**PROBLEM 1:** Repeat everything in the essay about wearing one outfit all week from "Assignment for the" down to "philosophy towards life.".
**PROBLEM 2:** According to the essay about wearing one outfit all week, what did the writer buy for the experiment?
**PROBLEM 3:** Summarize the essay about wearing one outfit all week in two sentences.

Assignment for the week: Dress in the same outfit every day.
Easy, right? No.
Let me preface this by saying I am not someone who dresses vanilla — I have never been jeans and T-shirt kind of gal. Not that there is anything wrong with that, but I personally have a more is more philosophy towards life.
After eight years of a uniformed private school, and four years of mandatory suits in business school, the newfound freedom to wear whatever I want has been liberating. Give me a mixed-print muumuu or give me death, I say!
Now you might be wondering, “So what is her style?” The truth is, I do not have one. Each morning I wake up and pick an outfit based solely on my mood. One day I came to the office dressed as the Queen of England. Other self-titled looks have been: ’90s baby, ranch hand and walking picnic blanket. I have often been known to even change multiple times throughout the workday, depending on how I feel at any given moment.
All of this being said, I also think about clothing a lot more than the average person. I spend hours scrolling through Instagram influencers and Pinterest #OOTD’s. And while some people shy away from attention, I welcome it with open arms. The criticism does not faze me and the compliments fuel me with a manufactured sense of happiness.
“Are you retiring soon?”
“I think my grandma has that sweatsuit.”
“With that outfit, it’s no wonder you don’t have a boyfriend.”
“You look like Scotch Tape!”
“Are those … pajama pants?”
Recently, however, I have been in a creative funk when it comes to getting dressed so, I thought this experiment was the refresher I needed.
As we know, Steve Jobs wore the same outfit every day: black turtleneck, blue jeans and New Balance sneakers. And since I do not own five of the same shirts (or jeans for that matter), I bought a six-pack of black Calvin Klein V-necks and packed my gym bag for the next morning. I will say, packing was exponentially easier now that I did not have to plan a creative outfit.
There are some people who wear a variation of the same thing every day and it often becomes an extension of their personality. Everyone has a friend who only wears black, or denim on denim. Maybe I will now be added to this list.
“YOU LOOK SO NORMAL,” all of my coworkers say once I walked into the office.
On day one, I feel lost and devoid of personality. I keep looking around at all the cute outfits in the office, sighing deeply. As I compliment Drew on her outfit, I remember the days (just last week!) when I, too, received compliments from coworkers. However, since I had more time in the morning, I took the time to jade roll and floss. A win if I ever heard of one, am I right?
On day two, I debate whether or not I am allowed to accessorize. Can I wear a cute jacket? Can I put a pearl barrette in my hair? I should have laid out proper rules at the beginning. I am very into a rulebook.
The remaining three days were less painstaking, but I can’t wait for this week to end. I get a few more minutes of sleep each morning, as throwing a black shirt on is very efficient. But getting ready, while often the most exciting part of my day, is no longer fun. And while simplifying my decision-making process has made time for more productivity, do I really need to be more productive? Why can’t we enjoy things for the sheer joy it brings, rather than the result (or lack of) it yields.

**EXTRACTED RECORDS:**
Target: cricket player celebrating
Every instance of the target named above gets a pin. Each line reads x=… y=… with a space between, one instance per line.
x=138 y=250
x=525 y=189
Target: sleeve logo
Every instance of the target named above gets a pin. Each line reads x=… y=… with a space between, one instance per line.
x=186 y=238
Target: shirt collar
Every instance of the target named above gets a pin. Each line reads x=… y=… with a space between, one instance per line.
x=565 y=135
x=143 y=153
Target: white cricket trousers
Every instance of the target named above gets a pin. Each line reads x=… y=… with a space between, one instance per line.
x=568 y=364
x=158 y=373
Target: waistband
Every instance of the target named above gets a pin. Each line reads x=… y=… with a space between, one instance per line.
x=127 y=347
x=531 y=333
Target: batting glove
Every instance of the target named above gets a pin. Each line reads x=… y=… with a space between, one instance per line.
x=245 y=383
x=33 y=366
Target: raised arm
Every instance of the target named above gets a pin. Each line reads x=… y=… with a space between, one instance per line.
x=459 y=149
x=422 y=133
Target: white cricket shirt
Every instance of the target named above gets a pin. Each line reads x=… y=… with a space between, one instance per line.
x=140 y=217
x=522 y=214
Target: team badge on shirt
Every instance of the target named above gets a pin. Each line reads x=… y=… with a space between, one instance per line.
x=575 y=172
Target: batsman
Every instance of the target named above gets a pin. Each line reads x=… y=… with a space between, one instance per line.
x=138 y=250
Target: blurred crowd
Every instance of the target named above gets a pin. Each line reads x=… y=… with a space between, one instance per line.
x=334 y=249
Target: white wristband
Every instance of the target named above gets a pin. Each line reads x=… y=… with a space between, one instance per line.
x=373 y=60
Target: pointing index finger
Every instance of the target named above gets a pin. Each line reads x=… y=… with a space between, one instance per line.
* * *
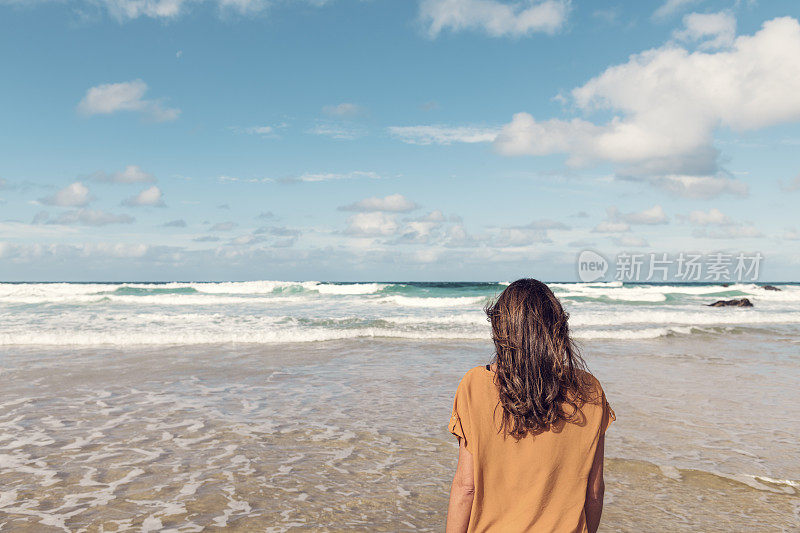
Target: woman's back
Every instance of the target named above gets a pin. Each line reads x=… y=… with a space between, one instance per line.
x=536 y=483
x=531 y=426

**WRITTEN RESPONSE 1:**
Assignment for the week: Dress in the same outfit every day.
Easy, right? No.
Let me preface this by saying I am not someone who dresses vanilla — I have never been jeans and T-shirt kind of gal. Not that there is anything wrong with that, but I personally have a more is more philosophy towards life.

**WRITTEN RESPONSE 2:** A six-pack of black Calvin Klein V-necks.

**WRITTEN RESPONSE 3:** The writer usually chooses bold outfits based on mood and welcomes the attention they bring. Hoping to escape a creative funk, the writer wore the same outfit every day for a week, as Steve Jobs did, and found that the simpler routine saved time in the morning but took the fun out of getting dressed.